• TASK ITEM
When you answer, give every record back exactly as written.

• RECORDS FOR THE TASK
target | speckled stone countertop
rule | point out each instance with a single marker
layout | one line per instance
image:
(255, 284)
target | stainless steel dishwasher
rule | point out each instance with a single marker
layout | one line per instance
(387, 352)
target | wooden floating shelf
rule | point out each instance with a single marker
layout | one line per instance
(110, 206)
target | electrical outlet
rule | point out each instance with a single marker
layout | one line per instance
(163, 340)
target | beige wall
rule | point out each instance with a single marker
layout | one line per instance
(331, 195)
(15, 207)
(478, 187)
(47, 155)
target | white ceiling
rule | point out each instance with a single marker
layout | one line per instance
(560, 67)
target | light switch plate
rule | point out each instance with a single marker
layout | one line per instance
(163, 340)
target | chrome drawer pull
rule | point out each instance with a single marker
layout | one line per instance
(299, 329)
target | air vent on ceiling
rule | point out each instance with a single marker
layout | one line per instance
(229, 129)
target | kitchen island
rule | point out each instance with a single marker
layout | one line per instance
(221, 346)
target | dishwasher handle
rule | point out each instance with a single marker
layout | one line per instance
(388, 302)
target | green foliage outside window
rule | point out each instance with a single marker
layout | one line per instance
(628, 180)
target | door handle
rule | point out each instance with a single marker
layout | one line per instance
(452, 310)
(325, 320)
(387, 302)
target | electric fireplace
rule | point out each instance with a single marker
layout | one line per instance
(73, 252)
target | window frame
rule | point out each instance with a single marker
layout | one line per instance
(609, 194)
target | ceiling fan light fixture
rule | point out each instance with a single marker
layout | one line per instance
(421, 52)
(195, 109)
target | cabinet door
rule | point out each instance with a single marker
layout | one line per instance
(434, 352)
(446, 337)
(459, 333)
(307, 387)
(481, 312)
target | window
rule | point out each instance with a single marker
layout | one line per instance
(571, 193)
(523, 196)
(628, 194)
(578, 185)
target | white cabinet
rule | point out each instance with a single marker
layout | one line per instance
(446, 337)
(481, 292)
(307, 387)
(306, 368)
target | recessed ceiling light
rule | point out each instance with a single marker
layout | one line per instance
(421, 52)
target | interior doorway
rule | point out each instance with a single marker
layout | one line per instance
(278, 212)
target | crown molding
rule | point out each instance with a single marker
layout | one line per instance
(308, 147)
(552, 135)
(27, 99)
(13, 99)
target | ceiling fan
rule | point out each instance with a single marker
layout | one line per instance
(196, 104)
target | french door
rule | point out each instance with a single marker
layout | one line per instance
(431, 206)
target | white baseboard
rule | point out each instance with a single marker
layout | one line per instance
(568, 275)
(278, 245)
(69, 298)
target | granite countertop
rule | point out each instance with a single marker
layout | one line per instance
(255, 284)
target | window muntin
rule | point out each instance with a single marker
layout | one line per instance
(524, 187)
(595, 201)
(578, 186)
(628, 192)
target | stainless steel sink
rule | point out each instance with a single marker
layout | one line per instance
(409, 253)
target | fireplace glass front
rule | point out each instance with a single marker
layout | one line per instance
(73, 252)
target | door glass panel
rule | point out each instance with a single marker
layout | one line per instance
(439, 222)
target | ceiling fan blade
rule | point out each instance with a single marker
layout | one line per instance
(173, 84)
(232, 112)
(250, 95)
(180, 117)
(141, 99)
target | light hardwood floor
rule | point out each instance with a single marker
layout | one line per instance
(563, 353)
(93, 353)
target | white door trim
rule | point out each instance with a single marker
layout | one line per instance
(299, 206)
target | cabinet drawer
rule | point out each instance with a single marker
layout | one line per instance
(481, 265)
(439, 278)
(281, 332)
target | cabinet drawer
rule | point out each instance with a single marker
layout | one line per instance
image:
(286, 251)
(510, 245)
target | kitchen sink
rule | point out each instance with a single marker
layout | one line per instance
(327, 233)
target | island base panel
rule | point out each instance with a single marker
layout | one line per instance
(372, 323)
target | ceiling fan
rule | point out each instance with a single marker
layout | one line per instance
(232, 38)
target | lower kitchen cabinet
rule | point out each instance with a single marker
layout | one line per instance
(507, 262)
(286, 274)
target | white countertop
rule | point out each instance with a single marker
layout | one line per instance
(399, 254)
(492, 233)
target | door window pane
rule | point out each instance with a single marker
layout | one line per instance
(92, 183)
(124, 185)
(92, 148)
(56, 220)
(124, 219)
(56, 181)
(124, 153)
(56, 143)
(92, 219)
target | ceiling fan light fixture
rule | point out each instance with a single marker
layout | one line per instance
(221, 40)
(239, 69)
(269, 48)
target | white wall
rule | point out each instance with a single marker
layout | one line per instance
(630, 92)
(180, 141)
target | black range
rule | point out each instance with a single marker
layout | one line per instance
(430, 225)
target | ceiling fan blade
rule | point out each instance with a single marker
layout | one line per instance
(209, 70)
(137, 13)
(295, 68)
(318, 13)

• ANSWER TO THE EXERCISE
target | speckled stone countertop
rule | point out each instance with a single marker
layout | one line per instance
image:
(255, 284)
target | stainless steel dishwasher
rule | point out each instance with a single marker
layout | one line per instance
(387, 352)
target | wooden floating shelf
rule | point out each instance with a single marker
layout | one line per instance
(110, 206)
target | electrical outlet
rule | point out each instance with a single marker
layout | one line per instance
(163, 340)
target | beige wall
rule | point out each instance with a single marker
layout | one line per instance
(331, 195)
(15, 207)
(478, 187)
(47, 155)
target | white ceiling
rule | point out each instance with a single marker
layout | one line per instance
(560, 67)
target | light switch plate
rule | point out each instance with a single marker
layout | one line per instance
(163, 340)
target | chrome drawer pull
rule | point out each instance with a single marker
layout | one line per instance
(299, 329)
target | air vent on ceiling
rule | point out each instance with a single marker
layout | one line per instance
(229, 129)
target | kitchen island
rule | point out each instance with a single marker
layout | one line per instance
(221, 346)
target | dishwasher handle
rule | point out each instance with a single marker
layout | one line per instance
(388, 302)
target | green foliage outside window
rule | point out each instance with a single marker
layout | one line per instance
(628, 180)
target | door handle
rule | point out each instance with a single marker
layout | one line per instance
(452, 310)
(325, 320)
(387, 302)
target | electric fireplace
rule | point out each instance with a single marker
layout | one line per instance
(73, 252)
target | window frame
rule | point out each instance with a single marker
layout | one line per instance
(609, 194)
target | ceiling fan light fixture
rule | point out each instance with a single marker
layout | one line per instance
(421, 52)
(195, 109)
target | cabinet door
rule | point out each instance with a single marker
layout | one line per instance
(434, 352)
(446, 337)
(459, 333)
(307, 387)
(481, 312)
target | window
rule | point out each instance with a single marker
layout | one line per instance
(571, 193)
(523, 196)
(628, 194)
(578, 185)
target | white cabinet
rule | point out each instance with a single marker
layout | one line per instance
(446, 337)
(481, 292)
(307, 387)
(306, 368)
target | recessed ceiling light
rule | point out each instance with a single marker
layout | one line per instance
(421, 52)
target | interior doorway
rule | point out each instance with a single marker
layout | one line per instance
(278, 212)
target | crown molding
rule | point out each instance with a single marker
layout | one line per instance
(308, 147)
(552, 135)
(27, 99)
(13, 99)
target | ceiling fan
rule | point out each instance with a single marker
layout | one line per instance
(196, 104)
target | french door
rule | point out each instance with a single marker
layout | one line per instance
(431, 206)
target | white baseboard
rule | point out each instance with a single marker
layout | one line per instance
(568, 275)
(278, 245)
(69, 298)
target | granite countertop
rule | point out each instance with a single marker
layout | one line per instance
(255, 284)
target | window muntin
rule | point out each instance with a single marker
layout | one line per instance
(524, 187)
(595, 201)
(578, 186)
(628, 192)
target | stainless steel sink
rule | point out each instance with a single marker
layout | one line per instance
(409, 253)
target | fireplace glass front
rule | point out each instance with a single marker
layout | one line per instance
(73, 252)
target | door glass panel
rule | point out each instance with a single marker
layout | one line per instance
(439, 222)
target | ceiling fan blade
rule | point out each instance with a single marker
layout | one line per instance
(173, 84)
(232, 112)
(250, 95)
(180, 117)
(141, 99)
target | light hardwood floor
rule | point out each instance with a single marker
layout | one line per instance
(563, 353)
(93, 353)
target | white door trim
rule | point out each instance with a single marker
layout | one line per instance
(299, 206)
target | cabinet drawer
rule | point out each instance with a single marker
layout | one line per instance
(481, 265)
(439, 278)
(281, 332)
target | cabinet drawer
rule | point out each instance with a single marker
layout | one line per instance
image:
(286, 251)
(510, 245)
target | kitchen sink
rule | point out each instance with a single marker
layout | one line per instance
(327, 233)
target | island base panel
rule | point out each instance with a single marker
layout | one line per instance
(372, 323)
target | ceiling fan
rule | point out each instance with a single marker
layout | one line per instance
(232, 38)
target | lower kitchen cabinet
rule | point out each instance with a single marker
layout | one line per instance
(507, 262)
(286, 274)
target | white countertop
rule | point out each instance with a single marker
layout | one line per instance
(399, 254)
(492, 233)
target | door window pane
rule | point out each instance with a single marker
layout | one line per instance
(92, 183)
(124, 185)
(92, 148)
(56, 220)
(124, 219)
(56, 181)
(124, 153)
(56, 143)
(92, 219)
target | ceiling fan light fixture
rule | point out each instance with a single marker
layout | one line per instance
(221, 40)
(239, 69)
(269, 48)
target | white wall
rule | point out each instance with a single marker
layout | one line per instance
(630, 92)
(180, 141)
target | black range
rule | point out each instance with a single marker
layout | one line per instance
(430, 225)
target | ceiling fan blade
rule | point out each instance with a single marker
layout | one line per instance
(209, 70)
(137, 13)
(295, 68)
(318, 13)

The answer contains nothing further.